Convert every line of the rows below into a Markdown table with two columns, Number and Content, listing each line in order with its number. Leave out blank lines.
>>>
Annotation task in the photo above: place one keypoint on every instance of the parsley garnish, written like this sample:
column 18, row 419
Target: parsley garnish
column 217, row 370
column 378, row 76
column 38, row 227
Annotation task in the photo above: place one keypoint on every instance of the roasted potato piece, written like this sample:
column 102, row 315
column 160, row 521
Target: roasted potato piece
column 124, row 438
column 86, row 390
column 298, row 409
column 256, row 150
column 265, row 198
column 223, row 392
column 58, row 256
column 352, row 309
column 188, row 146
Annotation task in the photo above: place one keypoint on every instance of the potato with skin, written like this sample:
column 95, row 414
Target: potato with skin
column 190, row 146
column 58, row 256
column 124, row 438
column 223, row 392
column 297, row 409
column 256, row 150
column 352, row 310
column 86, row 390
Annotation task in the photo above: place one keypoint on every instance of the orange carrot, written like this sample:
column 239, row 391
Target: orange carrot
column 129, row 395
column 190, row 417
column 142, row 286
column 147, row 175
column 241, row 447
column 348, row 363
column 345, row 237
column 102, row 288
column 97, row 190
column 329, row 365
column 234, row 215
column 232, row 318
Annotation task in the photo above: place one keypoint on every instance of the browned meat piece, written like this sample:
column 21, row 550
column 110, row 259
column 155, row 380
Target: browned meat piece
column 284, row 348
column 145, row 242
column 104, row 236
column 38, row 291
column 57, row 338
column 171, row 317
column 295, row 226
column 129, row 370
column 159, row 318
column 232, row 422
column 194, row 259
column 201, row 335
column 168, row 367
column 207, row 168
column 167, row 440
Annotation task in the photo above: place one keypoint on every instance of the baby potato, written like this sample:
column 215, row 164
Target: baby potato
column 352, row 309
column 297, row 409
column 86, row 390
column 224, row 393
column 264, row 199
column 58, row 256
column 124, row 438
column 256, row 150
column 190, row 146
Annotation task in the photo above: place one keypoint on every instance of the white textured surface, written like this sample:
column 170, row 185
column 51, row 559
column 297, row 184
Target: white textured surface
<<<
◆ Result below ◆
| Number | Content |
|---|---|
| 1 | Annotation task in the photo above: place one keypoint on every instance of the parsley garnish, written like this sample: |
| 2 | column 18, row 419 |
| 3 | Target: parsley garnish |
| 4 | column 217, row 370 |
| 5 | column 378, row 76 |
| 6 | column 38, row 227 |
| 7 | Annotation task in the photo above: place one keypoint on every instance of the roasted potato piece, written like this sample: |
| 8 | column 102, row 315 |
| 9 | column 160, row 521 |
| 10 | Target: roasted potato piece |
| 11 | column 124, row 438 |
| 12 | column 86, row 390 |
| 13 | column 298, row 409 |
| 14 | column 256, row 150 |
| 15 | column 265, row 198 |
| 16 | column 223, row 392 |
| 17 | column 58, row 256 |
| 18 | column 352, row 309 |
| 19 | column 188, row 146 |
| 20 | Annotation task in the photo above: place one keypoint on every instance of the potato with skin, written like this sample: |
| 21 | column 95, row 414 |
| 22 | Target: potato with skin |
| 23 | column 190, row 146 |
| 24 | column 58, row 256 |
| 25 | column 124, row 438 |
| 26 | column 223, row 392 |
| 27 | column 297, row 409 |
| 28 | column 256, row 150 |
| 29 | column 352, row 310 |
| 30 | column 86, row 390 |
| 31 | Annotation task in the photo above: place one keypoint on every instance of the orange carrot, written like this sample: |
| 32 | column 239, row 391 |
| 33 | Target: orange carrot |
| 34 | column 129, row 395 |
| 35 | column 190, row 417 |
| 36 | column 142, row 286 |
| 37 | column 147, row 175 |
| 38 | column 241, row 447 |
| 39 | column 348, row 363 |
| 40 | column 345, row 237 |
| 41 | column 102, row 288 |
| 42 | column 97, row 190 |
| 43 | column 329, row 365 |
| 44 | column 234, row 215 |
| 45 | column 232, row 318 |
| 46 | Annotation task in the photo above: place one keypoint on every instance of the browned meat piece, written like this sample: |
| 47 | column 21, row 550 |
| 48 | column 110, row 259 |
| 49 | column 155, row 380 |
| 50 | Target: browned meat piece |
| 51 | column 284, row 348 |
| 52 | column 145, row 242 |
| 53 | column 104, row 236 |
| 54 | column 38, row 291 |
| 55 | column 57, row 338 |
| 56 | column 171, row 317 |
| 57 | column 295, row 226 |
| 58 | column 129, row 370 |
| 59 | column 159, row 318 |
| 60 | column 232, row 422 |
| 61 | column 194, row 259 |
| 62 | column 201, row 335 |
| 63 | column 168, row 367 |
| 64 | column 207, row 168 |
| 65 | column 167, row 440 |
| 66 | Annotation task in the photo above: place one keypoint on every instance of the baby potato, written like this sample: |
| 67 | column 215, row 164 |
| 68 | Target: baby potato |
| 69 | column 352, row 309 |
| 70 | column 297, row 409 |
| 71 | column 86, row 390 |
| 72 | column 224, row 393 |
| 73 | column 264, row 199 |
| 74 | column 58, row 256 |
| 75 | column 124, row 438 |
| 76 | column 256, row 150 |
| 77 | column 190, row 146 |
| 78 | Annotation task in the photo above: place one keypoint on every instance of the white textured surface, written like this sample: |
| 79 | column 170, row 185 |
| 80 | column 51, row 559 |
| 81 | column 297, row 184 |
| 82 | Target: white textured surface |